What to produce:
Tally the lines of the records that contain the string "beak", treating uppercase and lowercase as distinct, and give only the number.

Data for this task:
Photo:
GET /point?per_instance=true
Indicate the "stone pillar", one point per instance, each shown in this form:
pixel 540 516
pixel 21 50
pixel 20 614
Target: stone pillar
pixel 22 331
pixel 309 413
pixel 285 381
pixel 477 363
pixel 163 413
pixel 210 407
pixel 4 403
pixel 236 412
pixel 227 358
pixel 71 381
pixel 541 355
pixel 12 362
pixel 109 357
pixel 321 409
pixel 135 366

...

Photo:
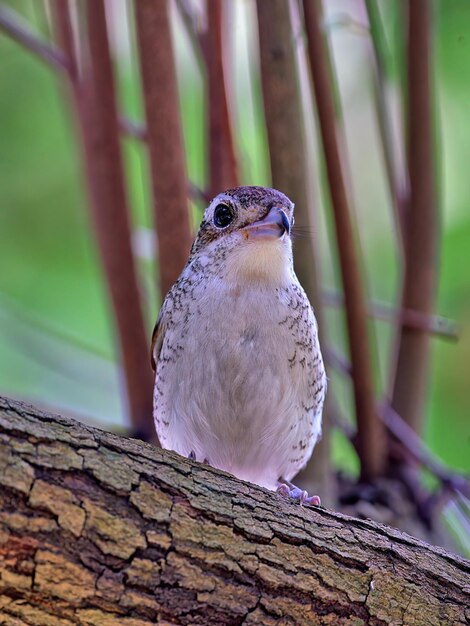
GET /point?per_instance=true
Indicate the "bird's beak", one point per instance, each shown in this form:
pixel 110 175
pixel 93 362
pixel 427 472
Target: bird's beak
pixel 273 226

Output of the exercise:
2